SELECTED PASSAGE:
Wednesday, June 25, 2008

Bonds return from India


Seventy-one days after being arrested by Indian authorities for attempting to board an airplane with ammunition in their baggage, Santa Barbara residents Monica and Heather Bond came home tonight.
The two women boarded a plane yesterday in Delhi, India, said Lawrence Bond, Monica Bond’s husband, who has spent the past two months wondering if his loved ones would ever return.
“My first reaction when this call came was total disbelief,” he said during a phone interview while driving to the airport. “It’s finally happened. After hundreds of ups and downs, you think it’s never going to happen and finally it’s happened.”

The two women were given their passports back on Monday and, according to Lawrence Bond, spent the past two days negotiating with the airline they were originally scheduled to return home on when they were taken into custody on April 14.
Heather, 37, and Monica, 57, ran into trouble at a small airport near Darjeeling, India, when officials there discovered a clip of 9 mm ammunition in Heather Bond’s baggage. Both women denied knowing about the ammunition. Sean McGaughey, Heather Bond’s boyfriend, said the ammunition, which consisted of 11 bullets, belonged to him and made it into the baggage accidentally. But that didn’t explain how the bullets made it through security at several international airports, including LAX, undetected.
McGaughey told the Daily Sound shortly after the two women were arrested that he and Heather Bond often carry weapons while camping in the backcountry surrounding Santa Barbara.
But despite efforts by McGaughey and many other locals, including Santa Barbara Police Chief Cam Sanchez, to convince Indian officials of the women’s innocence, the two were charged with weapons violations under the Indian Arms Act and jailed.
After a 16-day stint behind bars, a judge granted a bail request and the women were released on April 30, on the condition they remained in India where they had to check in with authorities on a regular basis.
Between April 30 and this week, the Bonds had bounced from court to court, their lawyers seeking a way to convince judicial authorities the women should be freed, Lawrence Bond said.
Though they were allowed to return to the United States, Lawrence Bond said the charges have not yet been dismissed and attorneys will appear on the women’s behalf over the next couple of weeks. Both women posted $250 bail, which Lawrence Bond said they would not get back unless they return to India in the next three months.
For Lawrence Bond, the past two months have been filled with anxiety and fear — emotions that nearly boiled over two weeks ago when he checked himself into Goleta Valley Cottage Hospital after experiencing a tingling sensation in his chest.
He said doctors told him the sensation in his chest was the result of stress.
But it was a huge scare given his past history.
In 1995, Lawrence Bond underwent quintuple bypass surgery after experiencing severe heart failure.
“I dropped dead in the street,” he said.
Lawrence Bond said the recent sensations worsened each time a bail request was denied, or any bout of bad news related to his wife and daughter trickled onto the Internet.
“I was on the ropes and somebody was kicking me in the stomach,” he told the Daily Sound last week. “I just thought one more kick and I’d be down for the count. I just didn’t think I could take anymore.”
When the news began to improve, and he discovered the women could get their passports back, Bond said the sensation subsided.
Now, it’s gone.
“It’s going to be the happiest day of my life…” Bond said in anticipation of seeing his wife and daughter, who had only planned to be on vacation for a month. “I know they are completely thrilled to get back.”

SET OF TASKS:
a – In the article, on what date were Monica and Heather Bond taken into custody?
b – Rewrite everything in the article from "But despite efforts" down to "Lawrence Bond said.", putting "magistrate" in place of "judge".
c – Condense the article's paragraph beginning "Though they were allowed to return" into one sentence that keeps its main facts.

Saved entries
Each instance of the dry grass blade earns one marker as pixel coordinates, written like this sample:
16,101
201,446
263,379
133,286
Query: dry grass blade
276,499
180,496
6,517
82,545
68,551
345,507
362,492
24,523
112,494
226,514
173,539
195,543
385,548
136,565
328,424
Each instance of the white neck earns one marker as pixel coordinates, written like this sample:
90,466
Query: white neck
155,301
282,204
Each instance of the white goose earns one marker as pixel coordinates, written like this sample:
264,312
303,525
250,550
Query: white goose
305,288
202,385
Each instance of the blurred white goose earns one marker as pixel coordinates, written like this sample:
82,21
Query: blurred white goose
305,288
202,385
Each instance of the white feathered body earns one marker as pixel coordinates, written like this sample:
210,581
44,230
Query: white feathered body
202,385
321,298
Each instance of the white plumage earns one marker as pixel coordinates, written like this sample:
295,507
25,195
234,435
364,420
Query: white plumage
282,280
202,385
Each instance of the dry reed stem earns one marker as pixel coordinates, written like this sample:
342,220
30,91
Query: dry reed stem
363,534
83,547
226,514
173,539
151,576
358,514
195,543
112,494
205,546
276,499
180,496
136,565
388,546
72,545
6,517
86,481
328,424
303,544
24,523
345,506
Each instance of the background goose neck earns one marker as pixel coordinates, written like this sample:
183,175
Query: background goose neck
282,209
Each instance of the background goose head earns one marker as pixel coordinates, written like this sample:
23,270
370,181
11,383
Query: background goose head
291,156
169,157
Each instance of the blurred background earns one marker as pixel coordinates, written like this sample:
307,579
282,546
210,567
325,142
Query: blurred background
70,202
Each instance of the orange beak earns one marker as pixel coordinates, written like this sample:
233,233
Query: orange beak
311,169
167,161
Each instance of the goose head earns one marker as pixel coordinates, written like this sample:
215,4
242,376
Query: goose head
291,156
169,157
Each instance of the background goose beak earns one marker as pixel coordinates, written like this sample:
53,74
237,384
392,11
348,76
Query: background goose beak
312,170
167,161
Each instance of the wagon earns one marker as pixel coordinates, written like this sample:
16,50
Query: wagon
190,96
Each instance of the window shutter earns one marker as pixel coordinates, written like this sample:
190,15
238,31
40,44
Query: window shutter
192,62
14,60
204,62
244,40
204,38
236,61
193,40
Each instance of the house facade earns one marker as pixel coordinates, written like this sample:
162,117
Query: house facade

SOLUTION LIST:
a – April 14

b –
But despite efforts by McGaughey and many other locals, including Santa Barbara Police Chief Cam Sanchez, to convince Indian officials of the women’s innocence, the two were charged with weapons violations under the Indian Arms Act and jailed.
After a 16-day stint behind bars, a magistrate granted a bail request and the women were released on April 30, on the condition they remained in India where they had to check in with authorities on a regular basis.
Between April 30 and this week, the Bonds had bounced from court to court, their lawyers seeking a way to convince judicial authorities the women should be freed, Lawrence Bond said.

c – The women were allowed to return to the United States, but the charges have not been dismissed and attorneys will appear on their behalf over the next couple of weeks, and the $250 bail they posted will not be returned unless they go back to India within three months.